* [Document segment]
During this Addition and Subtraction Unit, I truly wanted to focus on Math Practice 2: Reason abstractly and quantitatively. I knew that if students learned multiple strategies of adding and subtracting numbers, I wouldn’t only be providing them with multiple pathways to learning, but I would also be encouraging students to engage in “quantitative reasoning” by “making sense of quantities and their relationships in problem situations.” By teaching students how to use a variety of strategies, such as using number lines, bar diagrams, decomposing, compensating, transformation, and subtracting from nines, I hoped students would begin to see numbers as units and quantities that can be computed with flexibility.

**Goal**

I began today's lesson by explaining the goal written on the board: *I can use compatible numbers to check for reasonableness when subtracting multi-digit numbers. *I explained: *Compatible numbers are numbers that work well together. *I wrote an example problem on the board: 21 +28 on the board and continued: *For example, if I had the problem 21 + 28, I could think of the 21 as being close to 25 and the 28 as close to 25 too. If I add 25 + 25, I'll know that a reasonable answer should be around 50. Now, what is the exact solution to 21 + 28? *Students responded quickly, "49!" *Is 49 close to 50? *"Yes!" *Then this tells me that my answer is... *Students piped in, "Reasonable!"

* [Raw data]
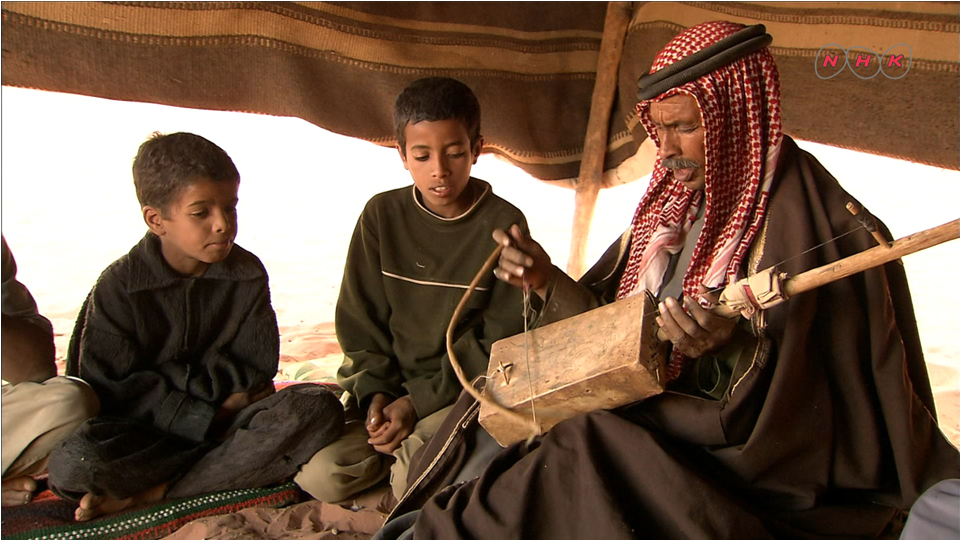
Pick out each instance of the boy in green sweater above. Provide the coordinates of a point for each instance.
(413, 253)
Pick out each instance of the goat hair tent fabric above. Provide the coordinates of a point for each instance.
(340, 65)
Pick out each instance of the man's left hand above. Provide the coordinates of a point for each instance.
(695, 331)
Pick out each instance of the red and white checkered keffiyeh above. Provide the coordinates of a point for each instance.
(740, 106)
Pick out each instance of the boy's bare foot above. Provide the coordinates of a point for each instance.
(92, 506)
(18, 490)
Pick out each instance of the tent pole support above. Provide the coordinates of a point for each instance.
(595, 143)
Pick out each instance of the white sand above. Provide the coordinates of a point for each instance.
(69, 209)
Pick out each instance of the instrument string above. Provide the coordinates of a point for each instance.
(526, 347)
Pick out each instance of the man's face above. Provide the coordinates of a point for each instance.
(680, 130)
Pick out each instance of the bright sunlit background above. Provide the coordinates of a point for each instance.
(69, 208)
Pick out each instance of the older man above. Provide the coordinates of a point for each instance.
(811, 419)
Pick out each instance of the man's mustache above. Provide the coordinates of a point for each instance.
(677, 163)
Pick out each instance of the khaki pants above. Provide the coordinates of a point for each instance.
(37, 416)
(350, 465)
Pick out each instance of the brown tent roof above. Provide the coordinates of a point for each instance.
(339, 65)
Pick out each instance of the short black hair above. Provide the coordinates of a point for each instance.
(433, 99)
(165, 164)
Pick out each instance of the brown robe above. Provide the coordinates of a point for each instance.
(828, 429)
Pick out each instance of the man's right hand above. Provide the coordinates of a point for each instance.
(375, 417)
(523, 261)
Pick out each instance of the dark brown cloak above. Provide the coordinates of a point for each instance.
(829, 431)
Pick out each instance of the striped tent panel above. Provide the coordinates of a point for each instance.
(337, 65)
(532, 64)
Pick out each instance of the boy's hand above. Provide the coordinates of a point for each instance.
(695, 331)
(375, 418)
(523, 261)
(235, 403)
(400, 419)
(241, 400)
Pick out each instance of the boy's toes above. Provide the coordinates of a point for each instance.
(17, 491)
(89, 507)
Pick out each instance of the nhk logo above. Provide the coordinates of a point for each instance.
(894, 63)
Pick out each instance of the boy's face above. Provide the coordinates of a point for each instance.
(439, 157)
(199, 227)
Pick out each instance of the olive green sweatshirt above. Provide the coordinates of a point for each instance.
(406, 270)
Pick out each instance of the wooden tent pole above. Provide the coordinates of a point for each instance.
(595, 142)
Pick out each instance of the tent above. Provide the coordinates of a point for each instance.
(546, 73)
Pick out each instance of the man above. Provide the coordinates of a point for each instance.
(39, 408)
(811, 419)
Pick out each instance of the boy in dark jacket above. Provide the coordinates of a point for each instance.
(413, 253)
(180, 342)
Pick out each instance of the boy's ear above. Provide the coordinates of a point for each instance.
(476, 150)
(403, 157)
(153, 219)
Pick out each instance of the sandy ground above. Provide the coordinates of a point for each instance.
(69, 209)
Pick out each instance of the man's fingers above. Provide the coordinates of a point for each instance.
(501, 237)
(687, 324)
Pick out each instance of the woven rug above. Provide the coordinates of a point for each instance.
(50, 517)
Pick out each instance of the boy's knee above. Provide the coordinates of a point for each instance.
(329, 478)
(72, 400)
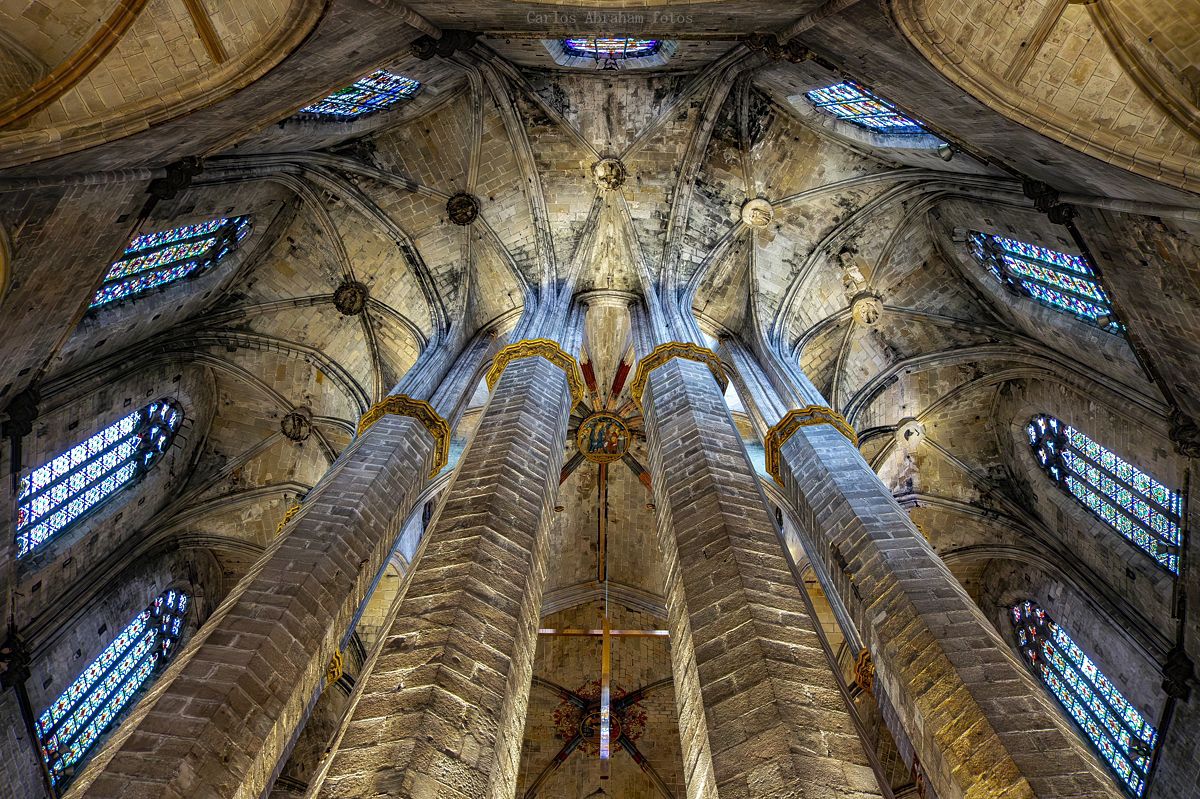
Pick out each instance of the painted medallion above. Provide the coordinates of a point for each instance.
(603, 438)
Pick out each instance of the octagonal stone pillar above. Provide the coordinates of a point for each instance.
(442, 712)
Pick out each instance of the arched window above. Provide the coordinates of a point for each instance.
(159, 258)
(373, 92)
(1051, 277)
(90, 704)
(1137, 505)
(606, 49)
(1125, 739)
(75, 482)
(855, 104)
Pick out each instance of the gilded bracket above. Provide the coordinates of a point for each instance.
(539, 348)
(664, 353)
(423, 412)
(287, 517)
(796, 419)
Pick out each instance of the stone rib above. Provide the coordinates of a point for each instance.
(217, 722)
(443, 710)
(979, 722)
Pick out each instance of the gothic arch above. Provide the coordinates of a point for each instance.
(924, 23)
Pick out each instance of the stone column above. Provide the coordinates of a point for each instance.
(219, 721)
(760, 713)
(442, 712)
(978, 721)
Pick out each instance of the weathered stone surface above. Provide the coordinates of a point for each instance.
(442, 712)
(771, 721)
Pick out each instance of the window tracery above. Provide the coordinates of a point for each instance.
(1123, 738)
(1141, 509)
(377, 91)
(79, 716)
(855, 104)
(159, 258)
(57, 493)
(1055, 278)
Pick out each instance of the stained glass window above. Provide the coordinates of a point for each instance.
(1137, 505)
(59, 492)
(604, 49)
(82, 714)
(163, 257)
(861, 107)
(1055, 278)
(1125, 739)
(373, 92)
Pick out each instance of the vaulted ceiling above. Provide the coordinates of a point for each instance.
(719, 124)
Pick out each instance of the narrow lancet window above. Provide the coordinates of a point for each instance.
(81, 715)
(1137, 505)
(1125, 739)
(855, 104)
(160, 258)
(1051, 277)
(57, 493)
(377, 91)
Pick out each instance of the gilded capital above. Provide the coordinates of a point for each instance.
(664, 353)
(423, 412)
(287, 517)
(796, 419)
(539, 348)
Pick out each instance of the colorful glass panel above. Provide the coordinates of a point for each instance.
(858, 106)
(1056, 278)
(610, 48)
(1122, 736)
(373, 92)
(157, 258)
(59, 492)
(81, 715)
(1141, 509)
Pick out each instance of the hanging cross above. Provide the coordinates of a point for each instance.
(606, 635)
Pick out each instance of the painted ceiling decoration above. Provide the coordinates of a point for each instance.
(216, 282)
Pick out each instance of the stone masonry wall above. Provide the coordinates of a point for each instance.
(978, 721)
(443, 709)
(225, 710)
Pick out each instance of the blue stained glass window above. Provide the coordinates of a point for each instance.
(82, 714)
(1125, 739)
(373, 92)
(59, 492)
(855, 104)
(1055, 278)
(604, 49)
(1137, 505)
(163, 257)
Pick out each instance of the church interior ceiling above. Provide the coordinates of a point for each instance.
(357, 263)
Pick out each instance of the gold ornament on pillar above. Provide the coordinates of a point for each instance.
(539, 348)
(796, 419)
(287, 517)
(864, 672)
(664, 353)
(401, 404)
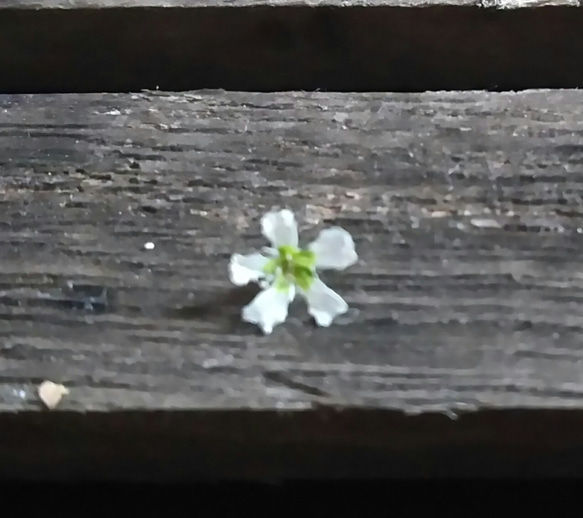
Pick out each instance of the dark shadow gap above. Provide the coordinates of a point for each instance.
(322, 443)
(290, 48)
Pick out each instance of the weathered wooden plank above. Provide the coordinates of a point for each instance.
(466, 212)
(271, 46)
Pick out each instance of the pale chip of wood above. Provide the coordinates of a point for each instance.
(51, 393)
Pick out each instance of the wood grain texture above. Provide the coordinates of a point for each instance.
(384, 46)
(466, 212)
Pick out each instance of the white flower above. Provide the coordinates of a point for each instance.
(286, 269)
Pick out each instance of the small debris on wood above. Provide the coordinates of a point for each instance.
(51, 393)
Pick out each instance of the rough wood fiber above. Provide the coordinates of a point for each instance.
(466, 212)
(277, 46)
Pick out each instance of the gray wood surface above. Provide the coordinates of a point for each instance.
(465, 209)
(461, 354)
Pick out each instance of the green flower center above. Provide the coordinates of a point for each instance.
(292, 266)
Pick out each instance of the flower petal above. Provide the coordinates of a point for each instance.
(334, 249)
(280, 228)
(244, 269)
(268, 308)
(324, 304)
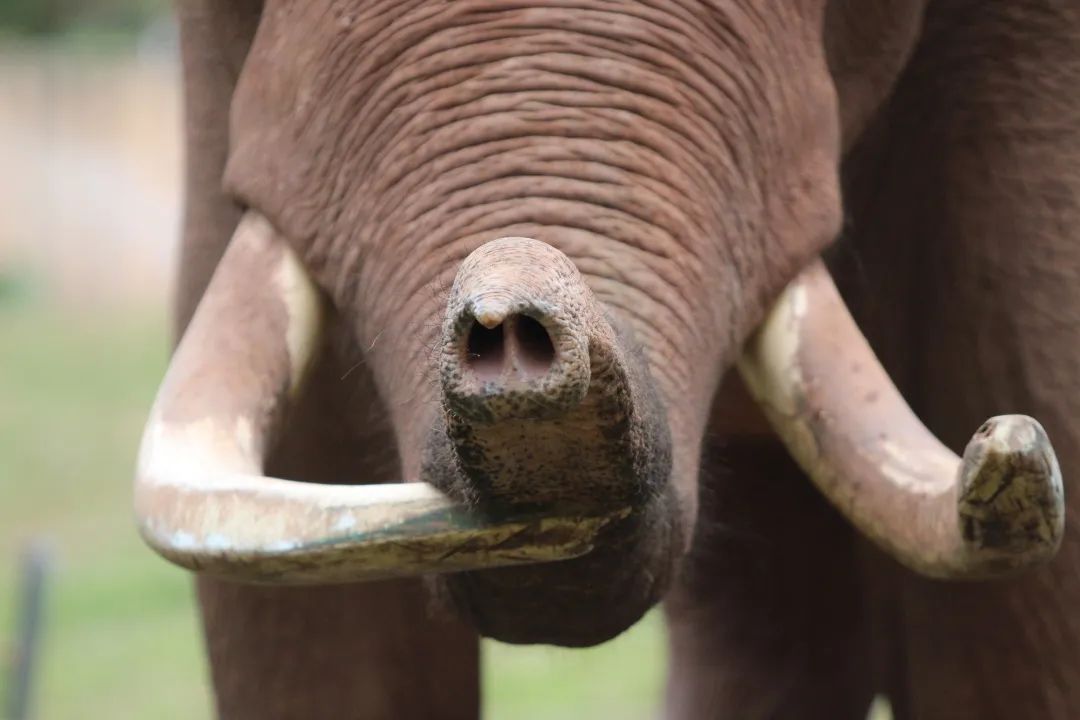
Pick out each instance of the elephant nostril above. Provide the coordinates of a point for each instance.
(535, 349)
(517, 347)
(485, 352)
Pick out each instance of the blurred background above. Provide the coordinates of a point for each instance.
(90, 192)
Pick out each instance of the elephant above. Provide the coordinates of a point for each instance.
(577, 259)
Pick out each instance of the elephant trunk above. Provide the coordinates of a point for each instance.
(548, 408)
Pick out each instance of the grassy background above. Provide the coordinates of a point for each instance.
(120, 630)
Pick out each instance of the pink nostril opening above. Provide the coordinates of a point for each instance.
(534, 347)
(486, 351)
(518, 347)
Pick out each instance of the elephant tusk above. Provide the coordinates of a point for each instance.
(996, 511)
(201, 498)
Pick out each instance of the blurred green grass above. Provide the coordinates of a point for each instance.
(121, 638)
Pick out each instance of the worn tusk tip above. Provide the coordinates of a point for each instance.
(1011, 499)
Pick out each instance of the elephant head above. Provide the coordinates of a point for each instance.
(554, 229)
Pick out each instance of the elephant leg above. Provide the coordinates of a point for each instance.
(767, 619)
(980, 179)
(370, 651)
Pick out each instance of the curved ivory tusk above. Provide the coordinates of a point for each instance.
(202, 501)
(998, 508)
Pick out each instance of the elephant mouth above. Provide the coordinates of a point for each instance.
(202, 499)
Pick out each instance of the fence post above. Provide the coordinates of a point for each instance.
(35, 565)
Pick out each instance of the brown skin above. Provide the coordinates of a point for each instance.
(685, 159)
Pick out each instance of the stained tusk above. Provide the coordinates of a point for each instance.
(995, 511)
(202, 501)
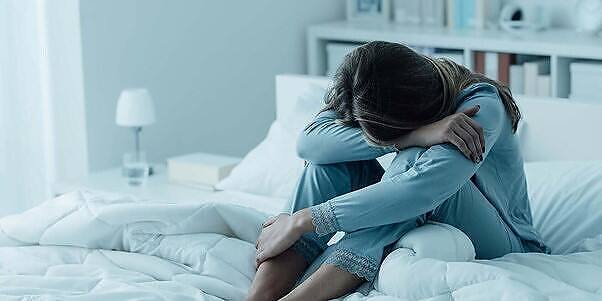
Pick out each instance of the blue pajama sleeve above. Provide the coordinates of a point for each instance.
(438, 173)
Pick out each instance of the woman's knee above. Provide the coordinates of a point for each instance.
(348, 175)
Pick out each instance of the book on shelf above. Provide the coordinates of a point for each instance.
(433, 13)
(450, 13)
(504, 61)
(477, 14)
(199, 169)
(491, 65)
(479, 62)
(585, 81)
(532, 70)
(408, 12)
(454, 56)
(544, 85)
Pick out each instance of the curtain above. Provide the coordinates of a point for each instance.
(26, 170)
(42, 125)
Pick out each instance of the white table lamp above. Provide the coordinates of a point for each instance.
(135, 109)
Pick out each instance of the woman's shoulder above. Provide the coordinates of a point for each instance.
(479, 90)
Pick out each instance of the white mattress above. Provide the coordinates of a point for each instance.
(86, 246)
(267, 204)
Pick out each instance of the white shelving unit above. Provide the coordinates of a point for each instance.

* [Exercise set]
a – According to the math lesson passage, which Math Practice did the teacher want to focus on during the unit?
b – Copy everything in the math lesson passage from "During this Addition" down to "computed with flexibility.".
Work only from the math lesson passage, not the records.

* [Worked solutions]
a – Math Practice 2: Reason abstractly and quantitatively.

b –
During this Addition and Subtraction Unit, I truly wanted to focus on Math Practice 2: Reason abstractly and quantitatively. I knew that if students learned multiple strategies of adding and subtracting numbers, I wouldn’t only be providing them with multiple pathways to learning, but I would also be encouraging students to engage in “quantitative reasoning” by “making sense of quantities and their relationships in problem situations.” By teaching students how to use a variety of strategies, such as using number lines, bar diagrams, decomposing, compensating, transformation, and subtracting from nines, I hoped students would begin to see numbers as units and quantities that can be computed with flexibility.